* DOCUMENT SECTION *
____________

Single by Erasure

from the album The Innocents
- B-side: "Like Zsa Zsa Zsa Gabor"; "Love Is Colder Than Death";
- Released: 19 September 1988
- Studio: Blackwing, Swanyard (London, England)
- Genre: Synth-pop; dance-pop; hi-NRG; new wave; Eurodisco;
- Length: 3:32
- Label: Mute
- Songwriters: Vince Clarke; Andy Bell;
- Producer: Stephen Hague

Erasure singles chronology
| "Chains of Love" (1988) | "A Little Respect" (1988) | "Stop!" (1988) |

Erasure singles chronology
| "Phantom Bride" (2009 Remaster) (2009) | "A Little Respect" (HMI Redux) (2010) | "When I Start To (Break It All Down)" (2011) |

Music video
- "A Little Respect" on YouTube

= A Little Respect =

1988 single by Erasure

"A Little Respect" is a song written and recorded by British synth-pop duo Erasure, released in September 1988 by Mute Records. It was written by Vince Clarke and Andy Bell. The lyrics are a plea to a lover to show compassion and respect. The heavily synthesized instrumentation is accentuated by acoustic guitar and Bell's vocal falsetto in the chorus. It was their tenth single, from their third studio album, The Innocents (1988). Known as one of their signature songs, the single reached number four on the UK Singles Chart and was Erasure's second consecutive top-20 hit on the US Billboard Hot 100, where it made number 14, and reached number two on the US Billboard Dance Club Play chart.

There are several remixes of the song. It was originally mixed by Mark Saunders and Phil Legg on the 1988 UK singles, and Justin Strauss for the original US release. In 2006 was remixed by Jadded Alliance for the Future Retro remix compilation sampling some elements of the Justin Strauss' remixes from 1988. In 2009 new remixes appeared; one on the Pop! Remixed UK EP, and one more on the Phantom Bride EP celebrating the 25th anniversary of The Innocents by Wayne G and Alan Allder, the same year, on Erasure's official web site two more mixes appeared for download: one by Glenn Nichols and a dub mix of the Wayne G and Alan Allder mix.

An acoustic version of appears on the Moon & the Sky Plus EP in the UK. And another country acoustic version on the live album On the Road to Nashville.

==Critical reception==
Upon the release of the single, Caren Myers from Melody Maker wrote, "A groovy little monster, all in all." Another Melody Maker editor, Everett True, remarked that "it takes some kinda fool genius to create fast songs of the scope and emotional rush" of the "heart-stopping" "A Little Respect". Jack Barron from NME said, "In point of fact this is a classic Vince Clarke slice of melodramatic Euro-synth-disco. Hypnotic, splendidly sung, it's Abba with a sex change. Agnetha Faltskog without the beard." In a 2009 retrospective review, Darren Lee from The Quietus declared it as "a song so giddily exuberant that even the tawdry spectre of Wheatus can't quite tarnish its lustre".

==Music video==
The accompanying music video for "A Little Respect" was directed by English musician, video director, commercial artist, designer and photographer Peter Christopherson for Aubrey Powell Productions. It features Clarke singing the song, with Bell sometimes alongside. The main shot is undercut with dramatic and comedic vignettes illustrating literal interpretations of the verse lyrics.

____________

* DATA SHOWN *
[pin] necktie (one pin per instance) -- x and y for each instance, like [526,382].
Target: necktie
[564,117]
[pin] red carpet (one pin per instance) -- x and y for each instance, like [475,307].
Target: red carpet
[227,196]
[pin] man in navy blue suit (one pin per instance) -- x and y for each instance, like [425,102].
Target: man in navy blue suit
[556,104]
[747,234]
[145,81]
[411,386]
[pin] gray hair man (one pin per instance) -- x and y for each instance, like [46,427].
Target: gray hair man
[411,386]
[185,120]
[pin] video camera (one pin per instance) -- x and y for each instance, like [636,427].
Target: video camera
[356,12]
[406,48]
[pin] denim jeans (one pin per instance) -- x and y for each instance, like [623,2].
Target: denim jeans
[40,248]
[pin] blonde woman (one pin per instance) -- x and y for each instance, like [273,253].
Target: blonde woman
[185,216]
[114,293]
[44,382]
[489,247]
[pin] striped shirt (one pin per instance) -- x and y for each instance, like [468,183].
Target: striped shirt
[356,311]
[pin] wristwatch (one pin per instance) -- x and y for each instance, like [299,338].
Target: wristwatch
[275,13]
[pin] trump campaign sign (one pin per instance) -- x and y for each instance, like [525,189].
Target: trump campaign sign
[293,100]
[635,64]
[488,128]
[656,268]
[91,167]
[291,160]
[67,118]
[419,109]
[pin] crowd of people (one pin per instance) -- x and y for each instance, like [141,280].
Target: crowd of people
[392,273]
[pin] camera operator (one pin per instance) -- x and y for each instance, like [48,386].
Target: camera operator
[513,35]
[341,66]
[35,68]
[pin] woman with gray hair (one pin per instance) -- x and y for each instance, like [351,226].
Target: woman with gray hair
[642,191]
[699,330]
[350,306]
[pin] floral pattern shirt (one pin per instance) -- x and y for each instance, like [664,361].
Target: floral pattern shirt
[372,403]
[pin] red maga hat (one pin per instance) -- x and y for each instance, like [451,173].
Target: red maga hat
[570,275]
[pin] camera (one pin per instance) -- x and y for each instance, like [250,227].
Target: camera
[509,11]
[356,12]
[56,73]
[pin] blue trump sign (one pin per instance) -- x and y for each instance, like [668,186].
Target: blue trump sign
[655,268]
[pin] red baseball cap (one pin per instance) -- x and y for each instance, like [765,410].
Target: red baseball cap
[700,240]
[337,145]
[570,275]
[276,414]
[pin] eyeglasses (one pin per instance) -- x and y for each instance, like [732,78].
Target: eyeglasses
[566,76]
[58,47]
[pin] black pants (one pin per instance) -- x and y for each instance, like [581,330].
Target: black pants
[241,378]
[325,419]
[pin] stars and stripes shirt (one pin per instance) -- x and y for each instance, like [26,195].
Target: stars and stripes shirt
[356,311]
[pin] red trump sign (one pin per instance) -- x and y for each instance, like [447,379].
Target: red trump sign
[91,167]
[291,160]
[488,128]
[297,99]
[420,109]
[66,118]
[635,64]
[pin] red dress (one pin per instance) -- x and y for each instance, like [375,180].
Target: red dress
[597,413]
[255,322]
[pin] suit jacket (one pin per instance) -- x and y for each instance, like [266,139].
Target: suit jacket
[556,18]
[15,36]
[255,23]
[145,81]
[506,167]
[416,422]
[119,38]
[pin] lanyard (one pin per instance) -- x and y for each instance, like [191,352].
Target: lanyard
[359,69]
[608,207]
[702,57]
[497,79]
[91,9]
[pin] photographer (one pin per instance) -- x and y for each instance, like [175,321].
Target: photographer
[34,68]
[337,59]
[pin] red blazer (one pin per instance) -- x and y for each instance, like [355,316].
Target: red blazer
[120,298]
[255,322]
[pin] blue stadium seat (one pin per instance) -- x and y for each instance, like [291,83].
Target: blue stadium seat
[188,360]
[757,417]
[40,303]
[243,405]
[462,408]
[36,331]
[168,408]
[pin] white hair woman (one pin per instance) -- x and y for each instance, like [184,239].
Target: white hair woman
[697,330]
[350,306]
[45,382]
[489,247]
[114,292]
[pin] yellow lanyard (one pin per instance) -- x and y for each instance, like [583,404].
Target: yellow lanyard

____________

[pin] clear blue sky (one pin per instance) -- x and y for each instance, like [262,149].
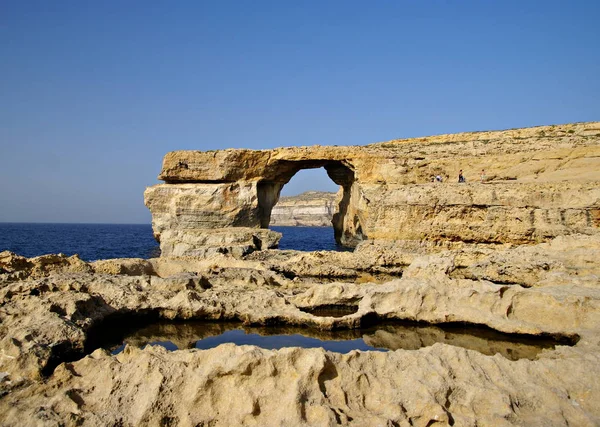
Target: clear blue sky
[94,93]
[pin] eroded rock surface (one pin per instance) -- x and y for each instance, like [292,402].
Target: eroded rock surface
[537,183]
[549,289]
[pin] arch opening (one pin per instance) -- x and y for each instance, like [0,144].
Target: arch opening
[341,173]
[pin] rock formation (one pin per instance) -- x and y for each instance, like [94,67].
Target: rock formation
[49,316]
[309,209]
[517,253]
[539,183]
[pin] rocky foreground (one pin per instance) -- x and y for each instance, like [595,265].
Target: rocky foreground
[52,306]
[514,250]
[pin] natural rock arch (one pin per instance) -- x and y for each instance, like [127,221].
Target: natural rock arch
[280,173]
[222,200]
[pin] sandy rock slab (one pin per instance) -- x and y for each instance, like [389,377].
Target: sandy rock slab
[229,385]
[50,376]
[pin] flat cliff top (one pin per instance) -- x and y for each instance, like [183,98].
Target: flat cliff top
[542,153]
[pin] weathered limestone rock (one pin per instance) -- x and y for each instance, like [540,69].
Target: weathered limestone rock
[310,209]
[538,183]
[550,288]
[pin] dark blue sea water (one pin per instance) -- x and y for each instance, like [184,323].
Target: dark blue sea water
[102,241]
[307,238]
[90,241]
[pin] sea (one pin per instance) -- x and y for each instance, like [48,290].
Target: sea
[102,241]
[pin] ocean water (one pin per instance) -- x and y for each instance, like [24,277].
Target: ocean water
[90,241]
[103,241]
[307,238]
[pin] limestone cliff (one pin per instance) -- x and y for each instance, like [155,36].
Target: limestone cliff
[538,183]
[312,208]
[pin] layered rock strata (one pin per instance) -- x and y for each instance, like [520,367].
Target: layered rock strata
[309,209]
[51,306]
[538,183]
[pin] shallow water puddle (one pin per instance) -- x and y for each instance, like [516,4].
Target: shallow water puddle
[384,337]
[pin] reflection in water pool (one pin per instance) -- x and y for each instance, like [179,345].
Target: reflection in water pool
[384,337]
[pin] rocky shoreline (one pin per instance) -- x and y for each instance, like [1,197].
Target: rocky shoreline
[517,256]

____________

* PROBLEMS TO WORK ON *
**a.** Please find every line in the records that contains the word "suit" and copy each of those lines.
**b.** Continue the article on the Erasure song "A Little Respect" from where it stops.

* RESULTS BY TASK *
**a.**
[pin] man in navy blue suit (one pin per instance) -- x and y for each instance, like [425,102].
Target: man in navy blue suit
[pin] suit jacket (one pin per instance) -- x and y for each instance, like [266,139].
Target: suit jacket

**b.**
==Impact and legacy==
In 2012, the Official UK Chart named "A Little Respect" a "pop gem" and inducted the song in its "Pop Gem Hall of Fame", noting that "it still sounds as fresh and as vibrant it did in 1988!" In 2014, Metro Weekly ranked it number-one in their list of "Erasure's 40 Greatest Tracks". Chris Gerard wrote, "Opening with that distinct, stately keyboard riff before an acoustic guitar comes in and adds to the rhythm, 'A Little Respect' is Erasure at their apex. Very few pop songs can be considered perfect, and this is one of them. It is guaranteed even to this day to get a room full of people singing at the top of their lungs. It just feels good. The heavily rhythmic background, the positive and self-affirming lyrics, Andy Bell's note-perfect vocal delivery... it's a combination that came together to form a song for the ages. It reached #14 in the US and #4 in the UK, but it's had the lasting impact of a #1 hit."

In 2020, Treblezine included the song in their "A History of Synth-Pop in 50 Essential Tracks", adding, "If there's a synth-pop Mount Rushmore, surely Vince Clarke is one of the figures carved on its rockface. He appears here twice, as does a former band, and there are a handful of other short-lived projects we left out. But Clarke's most enduring project is also his most purely pop, with the chart performance to prove it. Erasure had 13 top-10 singles in the UK since 1986, plus three US top-40 singles, including this standout opener of 1988's The Innocents. At a lean 3:33, Clarke and Andy Bell compress synth-pop innovation and disco-pop immediacy into a perfect moment of transcendent pop glory." In 2022, Time Out ranked "A Little Respect" number 10 in their "The 50 Best Gay Songs to Celebrate Pride All Year Long". In 2025, Billboard magazine ranked it number 53 in their list of "The 100 Greatest LGBTQ+ Anthems of All Time".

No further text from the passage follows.